**WHAT TO PRODUCE:** Reproduce the records exactly.

**LISTED RECORDS:**
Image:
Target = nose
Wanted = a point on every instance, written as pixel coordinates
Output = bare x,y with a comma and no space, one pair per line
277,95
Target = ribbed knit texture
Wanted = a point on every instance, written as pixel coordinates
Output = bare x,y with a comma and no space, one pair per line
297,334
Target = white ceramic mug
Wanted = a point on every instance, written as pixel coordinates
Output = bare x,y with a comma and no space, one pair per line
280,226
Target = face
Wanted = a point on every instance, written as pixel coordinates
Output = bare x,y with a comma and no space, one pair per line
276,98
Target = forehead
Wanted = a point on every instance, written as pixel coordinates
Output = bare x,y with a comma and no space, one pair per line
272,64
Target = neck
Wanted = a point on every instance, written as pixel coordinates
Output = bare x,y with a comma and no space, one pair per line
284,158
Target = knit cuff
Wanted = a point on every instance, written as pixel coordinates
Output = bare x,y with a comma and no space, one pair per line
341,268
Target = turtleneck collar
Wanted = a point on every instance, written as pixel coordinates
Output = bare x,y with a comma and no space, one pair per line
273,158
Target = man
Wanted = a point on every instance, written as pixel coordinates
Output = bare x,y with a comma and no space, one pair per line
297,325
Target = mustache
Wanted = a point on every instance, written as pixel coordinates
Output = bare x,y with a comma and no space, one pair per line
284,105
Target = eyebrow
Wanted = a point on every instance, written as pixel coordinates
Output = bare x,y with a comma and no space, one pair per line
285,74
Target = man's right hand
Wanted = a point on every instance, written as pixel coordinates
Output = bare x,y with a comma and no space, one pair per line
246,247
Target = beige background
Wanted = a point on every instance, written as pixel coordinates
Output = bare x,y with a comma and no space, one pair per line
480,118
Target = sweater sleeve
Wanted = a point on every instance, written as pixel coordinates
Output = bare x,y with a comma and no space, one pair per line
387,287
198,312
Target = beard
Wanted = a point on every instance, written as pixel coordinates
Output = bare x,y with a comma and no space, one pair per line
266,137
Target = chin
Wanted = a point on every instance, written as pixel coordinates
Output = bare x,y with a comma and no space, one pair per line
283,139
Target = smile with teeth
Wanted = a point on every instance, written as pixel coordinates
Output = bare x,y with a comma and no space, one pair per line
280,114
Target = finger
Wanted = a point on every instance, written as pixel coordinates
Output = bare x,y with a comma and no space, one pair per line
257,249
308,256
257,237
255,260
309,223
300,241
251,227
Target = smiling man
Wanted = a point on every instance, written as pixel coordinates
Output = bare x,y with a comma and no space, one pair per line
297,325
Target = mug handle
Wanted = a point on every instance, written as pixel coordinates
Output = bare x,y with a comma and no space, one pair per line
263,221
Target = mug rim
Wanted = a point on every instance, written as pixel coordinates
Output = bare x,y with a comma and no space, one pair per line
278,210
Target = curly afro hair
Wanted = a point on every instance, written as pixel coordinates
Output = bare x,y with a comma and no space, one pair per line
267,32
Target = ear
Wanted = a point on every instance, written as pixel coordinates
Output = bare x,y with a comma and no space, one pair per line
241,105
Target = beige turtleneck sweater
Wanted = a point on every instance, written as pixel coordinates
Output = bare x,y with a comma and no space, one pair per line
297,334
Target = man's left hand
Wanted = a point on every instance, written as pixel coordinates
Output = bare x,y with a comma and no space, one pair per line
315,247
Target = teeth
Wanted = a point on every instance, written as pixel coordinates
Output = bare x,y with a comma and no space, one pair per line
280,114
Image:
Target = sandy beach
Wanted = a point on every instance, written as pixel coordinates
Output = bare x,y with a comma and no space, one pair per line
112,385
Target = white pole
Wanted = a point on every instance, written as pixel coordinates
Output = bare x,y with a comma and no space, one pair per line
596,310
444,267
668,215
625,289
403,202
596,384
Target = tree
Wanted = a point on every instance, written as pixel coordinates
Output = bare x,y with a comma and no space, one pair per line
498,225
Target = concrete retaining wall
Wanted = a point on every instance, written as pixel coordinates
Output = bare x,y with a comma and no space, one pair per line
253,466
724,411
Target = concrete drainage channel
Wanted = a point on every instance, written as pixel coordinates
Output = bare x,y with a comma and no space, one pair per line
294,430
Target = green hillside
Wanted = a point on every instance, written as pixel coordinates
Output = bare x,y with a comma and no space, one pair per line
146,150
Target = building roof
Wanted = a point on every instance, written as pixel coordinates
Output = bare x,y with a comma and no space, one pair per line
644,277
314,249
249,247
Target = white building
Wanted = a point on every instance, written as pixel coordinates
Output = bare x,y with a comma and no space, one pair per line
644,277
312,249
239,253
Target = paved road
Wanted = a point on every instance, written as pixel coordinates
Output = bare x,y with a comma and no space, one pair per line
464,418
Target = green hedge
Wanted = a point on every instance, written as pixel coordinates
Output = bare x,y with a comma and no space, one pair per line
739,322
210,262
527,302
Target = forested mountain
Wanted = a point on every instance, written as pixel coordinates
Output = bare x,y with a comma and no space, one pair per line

**RIGHT ANSWER:**
Image:
Target = nose
Wanted = a point on every instance, written as pixel coordinates
Output = bare x,y with a comma and no space, one pair per line
277,95
Target = ribbed knit texture
Wanted = a point on every instance, written as pixel coordinates
Output = bare x,y with a comma and no space, one pair per line
297,334
Target = white ceramic mug
Wanted = a point on every instance, written as pixel coordinates
Output = bare x,y with a comma and no space, one pair per line
280,226
Target = face
Wanted = a point on every instance, written as pixel coordinates
Output = bare x,y with a comma and no space, one pair per line
276,98
Target = forehead
Wanted = a point on every instance, written as pixel coordinates
Output = bare x,y with a comma and no space, one pair per line
272,64
Target = neck
Wanted = a point on every instance, written as pixel coordinates
Output = bare x,y with a comma and no space, one pair per line
284,158
Target = knit cuff
Wanted = a point on every instance, written as pixel coordinates
Output = bare x,y with a comma and no space, one pair per line
341,268
Target = turtleneck collar
Wanted = a point on every instance, written as pixel coordinates
Output = bare x,y with a comma and no space, one pair per line
273,158
Target = man
Wanted = a point on every instance, written as pixel coordinates
Output = bare x,y with a comma and no space, one pair per line
297,325
Target = mustache
Wanted = a point on every instance, written as pixel coordinates
Output = bare x,y with a comma and no space, one pair per line
284,105
Target = eyebrow
Wanted = a point on every instance, written as pixel coordinates
Output = bare x,y with a comma and no space, one pair per line
285,74
Target = man's right hand
Wanted = a point on every instance, written as pixel coordinates
Output = bare x,y with a comma and no space, one pair per line
246,247
Target = beige background
Wanted = a point on every instance, written as pixel coordinates
Output = bare x,y with a comma and no space, one pair per line
480,118
Target = sweater sleeve
Wanted = a point on every instance, written as pixel coordinates
Output = bare x,y with a comma and no space, one pair per line
387,287
198,312
Target = beard
Wanted = a point on every instance, written as pixel coordinates
Output = bare x,y with a comma and no space, one pair per line
266,137
Target = chin
Wanted = a point on every instance, written as pixel coordinates
Output = bare x,y with a comma and no space, one pair per line
283,139
Target = smile with teeth
Wanted = a point on every instance, written as pixel coordinates
Output = bare x,y with a comma and no space, one pair per line
280,114
Target = finger
Wanted = a point on every instance, written as pixel coordinates
Output = bare x,y with a comma and no space, one pair per line
257,249
308,256
257,237
255,260
309,223
300,241
251,227
Target = smiling man
Wanted = a point on every instance, written as pixel coordinates
Output = bare x,y with a comma and no space, one pair per line
297,325
Target = mug handle
Wanted = a point on every instance, written as pixel coordinates
Output = bare x,y with a comma and no space, one pair per line
263,221
Target = mug rim
Wanted = a point on every instance, written as pixel coordinates
Output = bare x,y with a comma and no space, one pair per line
278,210
Target = curly afro hair
Wanted = a point on every instance, written as pixel coordinates
Output = bare x,y with a comma and no space, one pair per line
267,32
Target = ear
Wanted = a point on every instance, written as pixel coordinates
Output = bare x,y with a comma and no space, one pair per line
241,105
Target = beige turtleneck sweater
Wanted = a point on every instance, written as pixel coordinates
Output = bare x,y with a comma and no space, one pair per line
297,334
Target = man's left hand
Wanted = a point on every instance, written as pixel coordinates
Output = bare x,y with a comma and no space, one pair per line
315,247
Target = teeth
Wanted = a point on every instance, written as pixel coordinates
Output = bare x,y with a comma and no space, one pair per line
280,114
Image:
Target = sandy beach
Wanted = a point on every instance, written as pixel coordinates
Output = bare x,y with a comma and no space, one pair per line
112,385
Target = white pole
Wanted = a point on every instance, written as pixel coordinates
Output = bare x,y with a comma and no space, one pair per line
596,310
444,267
668,215
625,289
403,202
596,384
Target = tree
Wanted = a point on every instance, written as pixel coordinates
Output = bare x,y with a comma and no space, one pair per line
498,225
Target = concrete retaining wall
Wanted = a point on every instance, written as pixel coordinates
Output = bare x,y with a comma and no space, one pair per line
253,466
724,411
Target = concrete drainage channel
Wanted = a point on every instance, written as pixel coordinates
Output = bare x,y with a comma and no space, one pair per line
294,430
Target = green hillside
Wanted = a point on every instance, written as pixel coordinates
Output = bare x,y with a comma and no space, one pair per line
146,150
Target = building roof
Wanted = a point on every instance, written as pixel coordinates
Output = bare x,y with a comma and no space, one pair per line
644,277
314,249
249,247
Target = white building
Wanted = a point on every instance, written as pixel coordinates
Output = bare x,y with a comma and no space, one pair per line
644,277
312,249
239,253
Target = paved road
Wanted = a point on every instance, written as pixel coordinates
Output = bare x,y with a comma and no space, one pair per line
464,418
Target = green hedge
Wanted = a point on every instance, written as pixel coordinates
Output = bare x,y with a comma and no space, one pair per line
739,322
210,262
527,302
Target = forested mountain
Wanted = a point on every instance, written as pixel coordinates
Output = bare x,y with a comma and no space, one pair per line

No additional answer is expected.